課題 1: 下の『天使な小生意気』の紹介文から、「2000-08-24 『天使な小生意気』 西森博之/小学館(少年サンデーコミックス)」から「である。大丈夫か,ニッポン。」までを、「である。大丈夫か,ニッポン。」も含めて一字一句そのまま書き出してもらえますか？

提供テキスト:
2000-08-24 『天使な小生意気』 西森博之/小学館(少年サンデーコミックス) 現在5巻まで


【信じられねェ… なんで タトンなんだ。】

 確かに,信じられない。不肖この烏丸も,思わず目を疑った。
 この「タトン」というのは,ストレートヘアのキューティクルも美しい主人公・天使恵(あまつかめぐみ)が,3階の女子トイレの窓から飛び降り,きれいに着地したシーンで用いられた擬音であり,【 】内はその場に居合わせた名も知れぬチョイ役君のセリフなのである。

 『天使な小生意気』の作者は『今日から俺は!!』『スピンナウト』の西森博之。ありきたりの不良少年異界放浪譚かと思われていた『スピンナウト』が最終回で突然化け,その好調さをそのまま持ち込んだ印象で,周辺の30代,40代のオヤジが何人も「サンデーといえば,『天使な小生意気』見てる?」状態である。大丈夫か,ニッポン。

 ストーリーは,9歳のときに河原で魔法使いに出会い,魔本の呪いによっていたずら盛りの男の子から女の子に変えられてしまった主人公が……というもの。ファンタジー系のコミック作品にはさほど珍しくもない設定だが,実のところそのあたりのいきさつは追想シーンであっさり触れられるだけで,以後はもっぱら男の子の心を持ったまま高校生になった恵とその友人・花華院美木,さらに恵にベタボレ状態の伝説のワル・蘇我源造,その他藤木たちクラスメートたちによるドタバタした高校生活が展開する。
 などと,夜中に登場人物名調べてマジメに書くのも情けないような,決して絵が巧いわけでもストーリーが斬新なわけでもないお気楽マンガだと思うのだが,これがなんというか,妙によい味を出しているのである。

提供資料:
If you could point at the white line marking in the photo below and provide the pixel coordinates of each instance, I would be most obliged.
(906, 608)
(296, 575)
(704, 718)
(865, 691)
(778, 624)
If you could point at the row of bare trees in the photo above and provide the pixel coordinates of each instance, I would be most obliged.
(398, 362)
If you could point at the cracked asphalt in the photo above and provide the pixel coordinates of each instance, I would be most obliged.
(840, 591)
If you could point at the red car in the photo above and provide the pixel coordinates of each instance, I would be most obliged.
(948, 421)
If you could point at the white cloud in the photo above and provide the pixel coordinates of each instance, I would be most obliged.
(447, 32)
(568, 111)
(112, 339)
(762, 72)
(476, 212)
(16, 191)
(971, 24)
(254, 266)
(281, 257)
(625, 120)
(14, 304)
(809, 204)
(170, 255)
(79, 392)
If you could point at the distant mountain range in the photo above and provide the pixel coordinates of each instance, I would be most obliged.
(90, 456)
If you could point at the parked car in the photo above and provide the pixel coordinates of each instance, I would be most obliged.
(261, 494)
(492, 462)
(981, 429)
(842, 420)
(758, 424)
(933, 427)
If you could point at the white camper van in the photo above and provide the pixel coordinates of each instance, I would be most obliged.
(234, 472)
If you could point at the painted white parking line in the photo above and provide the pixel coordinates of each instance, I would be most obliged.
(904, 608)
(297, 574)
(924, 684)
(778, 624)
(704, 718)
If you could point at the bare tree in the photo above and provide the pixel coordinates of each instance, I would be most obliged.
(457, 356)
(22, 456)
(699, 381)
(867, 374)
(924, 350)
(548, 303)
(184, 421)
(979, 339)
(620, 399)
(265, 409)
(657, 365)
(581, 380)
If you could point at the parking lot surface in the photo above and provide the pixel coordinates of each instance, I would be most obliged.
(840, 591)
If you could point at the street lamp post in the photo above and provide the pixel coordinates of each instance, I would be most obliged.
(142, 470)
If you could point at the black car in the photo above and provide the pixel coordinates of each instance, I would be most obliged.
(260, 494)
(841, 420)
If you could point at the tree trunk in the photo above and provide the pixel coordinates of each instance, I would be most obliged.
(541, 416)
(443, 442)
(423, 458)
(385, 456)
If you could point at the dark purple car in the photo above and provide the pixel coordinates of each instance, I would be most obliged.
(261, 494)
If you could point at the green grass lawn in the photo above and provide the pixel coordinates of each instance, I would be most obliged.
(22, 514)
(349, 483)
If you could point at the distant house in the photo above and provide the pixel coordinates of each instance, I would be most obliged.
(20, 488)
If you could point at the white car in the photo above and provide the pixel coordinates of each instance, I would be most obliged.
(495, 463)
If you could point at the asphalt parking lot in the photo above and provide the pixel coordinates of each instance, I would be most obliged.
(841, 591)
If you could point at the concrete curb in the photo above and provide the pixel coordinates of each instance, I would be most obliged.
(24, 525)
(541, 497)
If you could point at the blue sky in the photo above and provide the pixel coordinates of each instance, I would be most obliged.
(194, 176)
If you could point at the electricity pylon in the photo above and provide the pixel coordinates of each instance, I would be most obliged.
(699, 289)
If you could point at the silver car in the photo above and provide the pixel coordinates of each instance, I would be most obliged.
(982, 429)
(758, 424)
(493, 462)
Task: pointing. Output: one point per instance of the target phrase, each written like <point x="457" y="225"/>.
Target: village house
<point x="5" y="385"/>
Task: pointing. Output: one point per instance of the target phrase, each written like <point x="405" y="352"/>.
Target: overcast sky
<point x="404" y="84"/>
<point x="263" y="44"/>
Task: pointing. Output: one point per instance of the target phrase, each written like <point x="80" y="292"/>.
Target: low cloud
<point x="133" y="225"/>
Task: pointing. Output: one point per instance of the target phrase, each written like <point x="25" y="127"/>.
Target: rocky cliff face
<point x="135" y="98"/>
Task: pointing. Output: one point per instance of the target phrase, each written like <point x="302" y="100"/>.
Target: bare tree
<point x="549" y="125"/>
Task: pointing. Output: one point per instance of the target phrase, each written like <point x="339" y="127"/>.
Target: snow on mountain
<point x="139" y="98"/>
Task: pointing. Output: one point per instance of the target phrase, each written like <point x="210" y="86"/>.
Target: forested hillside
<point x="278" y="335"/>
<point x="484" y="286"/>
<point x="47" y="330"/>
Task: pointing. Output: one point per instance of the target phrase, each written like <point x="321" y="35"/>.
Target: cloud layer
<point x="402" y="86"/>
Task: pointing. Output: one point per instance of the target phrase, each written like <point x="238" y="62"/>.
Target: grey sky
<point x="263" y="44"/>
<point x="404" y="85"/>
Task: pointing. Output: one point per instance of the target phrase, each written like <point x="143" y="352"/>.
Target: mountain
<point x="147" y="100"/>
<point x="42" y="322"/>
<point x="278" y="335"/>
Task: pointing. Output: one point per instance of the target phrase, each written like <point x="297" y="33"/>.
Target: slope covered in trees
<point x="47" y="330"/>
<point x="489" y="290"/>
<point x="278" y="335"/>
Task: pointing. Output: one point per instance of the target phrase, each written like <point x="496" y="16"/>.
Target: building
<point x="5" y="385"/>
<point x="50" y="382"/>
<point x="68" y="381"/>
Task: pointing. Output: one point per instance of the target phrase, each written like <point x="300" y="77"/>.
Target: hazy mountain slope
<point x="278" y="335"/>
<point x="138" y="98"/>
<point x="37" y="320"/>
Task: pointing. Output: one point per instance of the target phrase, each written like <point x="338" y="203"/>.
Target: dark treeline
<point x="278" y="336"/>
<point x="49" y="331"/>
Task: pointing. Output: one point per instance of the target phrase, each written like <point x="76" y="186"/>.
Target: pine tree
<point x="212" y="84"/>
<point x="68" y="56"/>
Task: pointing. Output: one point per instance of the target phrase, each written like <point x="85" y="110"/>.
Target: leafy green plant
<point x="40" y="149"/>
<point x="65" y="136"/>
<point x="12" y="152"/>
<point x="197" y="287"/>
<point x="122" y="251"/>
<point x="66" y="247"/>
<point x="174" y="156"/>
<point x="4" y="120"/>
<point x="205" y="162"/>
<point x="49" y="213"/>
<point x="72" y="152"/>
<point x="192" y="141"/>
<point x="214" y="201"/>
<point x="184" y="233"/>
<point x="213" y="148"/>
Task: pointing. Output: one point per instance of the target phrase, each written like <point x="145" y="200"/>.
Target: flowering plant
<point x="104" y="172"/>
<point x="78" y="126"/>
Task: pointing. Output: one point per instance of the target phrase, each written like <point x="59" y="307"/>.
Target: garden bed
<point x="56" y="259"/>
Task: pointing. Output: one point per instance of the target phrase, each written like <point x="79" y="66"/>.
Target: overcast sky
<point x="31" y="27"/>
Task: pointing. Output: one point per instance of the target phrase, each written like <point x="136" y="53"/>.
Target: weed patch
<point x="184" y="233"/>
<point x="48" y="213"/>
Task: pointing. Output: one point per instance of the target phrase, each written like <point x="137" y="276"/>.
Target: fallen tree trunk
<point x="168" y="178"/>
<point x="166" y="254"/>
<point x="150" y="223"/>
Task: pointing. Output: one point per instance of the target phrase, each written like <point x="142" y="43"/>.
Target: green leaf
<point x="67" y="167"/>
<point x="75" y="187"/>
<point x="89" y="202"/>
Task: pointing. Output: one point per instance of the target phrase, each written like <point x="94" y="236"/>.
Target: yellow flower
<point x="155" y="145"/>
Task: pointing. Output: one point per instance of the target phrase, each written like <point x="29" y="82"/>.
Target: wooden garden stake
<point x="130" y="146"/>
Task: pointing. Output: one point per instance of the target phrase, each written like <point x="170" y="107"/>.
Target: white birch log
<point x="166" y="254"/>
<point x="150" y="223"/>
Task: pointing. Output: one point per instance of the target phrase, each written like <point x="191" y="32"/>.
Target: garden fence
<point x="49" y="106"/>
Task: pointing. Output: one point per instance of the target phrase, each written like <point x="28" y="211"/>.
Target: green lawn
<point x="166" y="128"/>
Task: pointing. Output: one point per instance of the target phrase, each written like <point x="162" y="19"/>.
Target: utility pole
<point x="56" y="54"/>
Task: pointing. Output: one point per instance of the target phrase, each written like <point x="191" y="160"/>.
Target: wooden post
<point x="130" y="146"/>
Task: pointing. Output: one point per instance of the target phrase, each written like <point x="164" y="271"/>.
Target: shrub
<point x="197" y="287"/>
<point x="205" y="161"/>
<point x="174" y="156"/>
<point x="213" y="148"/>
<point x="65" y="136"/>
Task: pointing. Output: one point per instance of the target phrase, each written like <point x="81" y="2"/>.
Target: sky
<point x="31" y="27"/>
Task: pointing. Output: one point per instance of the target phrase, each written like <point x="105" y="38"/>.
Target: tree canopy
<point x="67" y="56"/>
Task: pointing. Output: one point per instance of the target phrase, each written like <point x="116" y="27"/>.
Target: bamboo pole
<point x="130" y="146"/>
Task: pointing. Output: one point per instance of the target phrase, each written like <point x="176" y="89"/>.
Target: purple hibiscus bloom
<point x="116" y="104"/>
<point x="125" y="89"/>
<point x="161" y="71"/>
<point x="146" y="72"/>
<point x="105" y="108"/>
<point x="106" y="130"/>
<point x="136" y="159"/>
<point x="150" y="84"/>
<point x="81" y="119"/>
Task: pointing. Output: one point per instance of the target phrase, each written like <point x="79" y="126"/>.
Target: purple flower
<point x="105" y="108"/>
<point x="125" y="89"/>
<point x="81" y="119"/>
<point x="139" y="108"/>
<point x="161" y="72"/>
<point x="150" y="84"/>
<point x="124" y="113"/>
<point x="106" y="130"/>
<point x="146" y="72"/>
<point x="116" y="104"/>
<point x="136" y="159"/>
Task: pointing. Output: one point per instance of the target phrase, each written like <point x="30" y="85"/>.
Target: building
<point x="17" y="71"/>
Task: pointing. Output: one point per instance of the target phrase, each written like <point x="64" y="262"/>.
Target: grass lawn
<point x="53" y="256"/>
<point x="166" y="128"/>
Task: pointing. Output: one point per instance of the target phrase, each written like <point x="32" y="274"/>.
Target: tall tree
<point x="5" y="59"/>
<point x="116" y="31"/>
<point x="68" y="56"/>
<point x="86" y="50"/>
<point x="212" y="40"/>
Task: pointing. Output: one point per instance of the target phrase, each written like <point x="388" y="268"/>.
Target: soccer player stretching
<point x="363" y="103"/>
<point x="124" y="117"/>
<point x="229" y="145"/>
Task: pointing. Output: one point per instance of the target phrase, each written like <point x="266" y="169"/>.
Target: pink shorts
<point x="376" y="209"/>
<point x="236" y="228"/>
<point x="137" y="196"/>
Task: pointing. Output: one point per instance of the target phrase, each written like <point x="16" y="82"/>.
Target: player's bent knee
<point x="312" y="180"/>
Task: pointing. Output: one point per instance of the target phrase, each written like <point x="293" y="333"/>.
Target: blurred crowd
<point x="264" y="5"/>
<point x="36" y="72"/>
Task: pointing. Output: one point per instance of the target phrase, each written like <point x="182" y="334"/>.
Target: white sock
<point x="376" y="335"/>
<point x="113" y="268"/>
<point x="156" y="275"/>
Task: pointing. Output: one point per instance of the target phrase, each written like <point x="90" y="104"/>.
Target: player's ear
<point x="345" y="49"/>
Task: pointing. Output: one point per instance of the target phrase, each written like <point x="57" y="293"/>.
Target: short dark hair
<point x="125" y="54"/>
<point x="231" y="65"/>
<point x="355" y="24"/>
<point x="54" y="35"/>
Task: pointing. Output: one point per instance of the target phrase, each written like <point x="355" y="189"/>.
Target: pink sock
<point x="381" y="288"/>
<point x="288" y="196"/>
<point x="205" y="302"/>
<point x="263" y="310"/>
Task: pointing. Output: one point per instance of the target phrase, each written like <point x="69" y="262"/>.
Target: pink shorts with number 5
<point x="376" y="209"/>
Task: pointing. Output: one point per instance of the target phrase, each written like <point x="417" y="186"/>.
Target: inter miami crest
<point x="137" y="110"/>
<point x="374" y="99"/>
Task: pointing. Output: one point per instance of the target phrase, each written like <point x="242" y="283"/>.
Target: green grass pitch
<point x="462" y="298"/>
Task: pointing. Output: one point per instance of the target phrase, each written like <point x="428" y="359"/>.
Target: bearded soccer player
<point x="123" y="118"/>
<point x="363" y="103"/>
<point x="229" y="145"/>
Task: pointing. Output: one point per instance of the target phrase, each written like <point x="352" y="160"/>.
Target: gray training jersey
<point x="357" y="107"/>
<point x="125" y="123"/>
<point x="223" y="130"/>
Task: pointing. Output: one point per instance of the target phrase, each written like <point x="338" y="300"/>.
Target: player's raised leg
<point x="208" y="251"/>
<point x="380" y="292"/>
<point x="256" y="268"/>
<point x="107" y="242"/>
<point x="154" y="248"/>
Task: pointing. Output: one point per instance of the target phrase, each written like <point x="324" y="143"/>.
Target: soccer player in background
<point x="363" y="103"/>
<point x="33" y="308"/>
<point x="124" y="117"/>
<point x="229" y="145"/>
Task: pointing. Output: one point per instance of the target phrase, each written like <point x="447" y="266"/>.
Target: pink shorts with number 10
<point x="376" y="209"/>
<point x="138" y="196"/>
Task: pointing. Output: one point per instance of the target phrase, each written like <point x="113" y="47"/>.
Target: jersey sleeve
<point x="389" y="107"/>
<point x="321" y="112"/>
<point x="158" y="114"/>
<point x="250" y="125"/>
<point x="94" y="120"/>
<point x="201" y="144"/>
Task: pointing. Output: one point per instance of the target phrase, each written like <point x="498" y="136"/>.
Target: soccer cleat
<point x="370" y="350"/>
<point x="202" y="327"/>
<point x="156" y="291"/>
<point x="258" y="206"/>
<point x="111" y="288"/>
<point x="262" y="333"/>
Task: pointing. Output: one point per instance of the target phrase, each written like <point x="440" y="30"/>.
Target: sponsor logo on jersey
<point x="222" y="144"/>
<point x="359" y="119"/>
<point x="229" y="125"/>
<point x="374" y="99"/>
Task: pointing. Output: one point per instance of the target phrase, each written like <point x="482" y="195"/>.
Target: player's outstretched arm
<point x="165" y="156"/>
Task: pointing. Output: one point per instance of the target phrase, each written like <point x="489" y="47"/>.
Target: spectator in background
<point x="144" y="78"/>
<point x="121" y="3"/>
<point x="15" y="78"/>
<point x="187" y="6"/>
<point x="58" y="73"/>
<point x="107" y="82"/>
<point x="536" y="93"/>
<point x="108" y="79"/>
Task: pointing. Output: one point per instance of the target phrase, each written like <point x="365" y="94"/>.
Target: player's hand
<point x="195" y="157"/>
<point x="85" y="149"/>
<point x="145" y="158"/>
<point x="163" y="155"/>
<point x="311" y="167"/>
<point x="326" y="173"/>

課題 2: 上の記録のうち、「dark」という文字列を含む行をすべて集めてもらえますか？

解答 1:
2000-08-24 『天使な小生意気』 西森博之/小学館(少年サンデーコミックス) 現在5巻まで


【信じられねェ… なんで タトンなんだ。】

 確かに,信じられない。不肖この烏丸も,思わず目を疑った。
 この「タトン」というのは,ストレートヘアのキューティクルも美しい主人公・天使恵(あまつかめぐみ)が,3階の女子トイレの窓から飛び降り,きれいに着地したシーンで用いられた擬音であり,【 】内はその場に居合わせた名も知れぬチョイ役君のセリフなのである。

 『天使な小生意気』の作者は『今日から俺は!!』『スピンナウト』の西森博之。ありきたりの不良少年異界放浪譚かと思われていた『スピンナウト』が最終回で突然化け,その好調さをそのまま持ち込んだ印象で,周辺の30代,40代のオヤジが何人も「サンデーといえば,『天使な小生意気』見てる?」状態である。大丈夫か,ニッポン。

解答 2:
If you could point at the dark purple car in the photo above and provide the pixel coordinates of each instance, I would be most obliged.
Target: dark treeline
Target: short dark hair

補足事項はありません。